#### Dataset content ####
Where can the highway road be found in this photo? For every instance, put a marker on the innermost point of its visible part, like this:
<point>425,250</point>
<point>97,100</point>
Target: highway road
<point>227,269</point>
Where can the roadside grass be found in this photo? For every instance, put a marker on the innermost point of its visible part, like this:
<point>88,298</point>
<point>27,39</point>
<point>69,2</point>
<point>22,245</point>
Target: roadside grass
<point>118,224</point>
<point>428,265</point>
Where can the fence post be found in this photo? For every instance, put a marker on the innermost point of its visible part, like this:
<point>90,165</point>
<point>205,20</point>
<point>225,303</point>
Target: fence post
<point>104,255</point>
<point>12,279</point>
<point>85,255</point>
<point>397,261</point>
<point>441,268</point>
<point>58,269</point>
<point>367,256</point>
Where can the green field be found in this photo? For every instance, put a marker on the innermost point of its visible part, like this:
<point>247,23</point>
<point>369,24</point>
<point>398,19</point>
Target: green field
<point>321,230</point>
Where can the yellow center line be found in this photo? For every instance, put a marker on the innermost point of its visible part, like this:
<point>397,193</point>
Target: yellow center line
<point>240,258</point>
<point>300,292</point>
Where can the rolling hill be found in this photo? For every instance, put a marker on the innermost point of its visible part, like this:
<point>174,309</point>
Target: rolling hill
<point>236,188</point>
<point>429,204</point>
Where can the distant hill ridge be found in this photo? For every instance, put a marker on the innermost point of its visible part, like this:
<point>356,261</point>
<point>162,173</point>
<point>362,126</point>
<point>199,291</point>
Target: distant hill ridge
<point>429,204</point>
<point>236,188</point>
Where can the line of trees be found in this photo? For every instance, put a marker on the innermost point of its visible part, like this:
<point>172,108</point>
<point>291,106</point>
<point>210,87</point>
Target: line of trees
####
* _Goal of the exercise_
Lines that hold the word "trees" are the ones to copy from the entries above.

* _Solution to the problem_
Where can the line of trees be found in this photo? For every instance, put a marker on the innermost point of its visible part, like this:
Target: line of trees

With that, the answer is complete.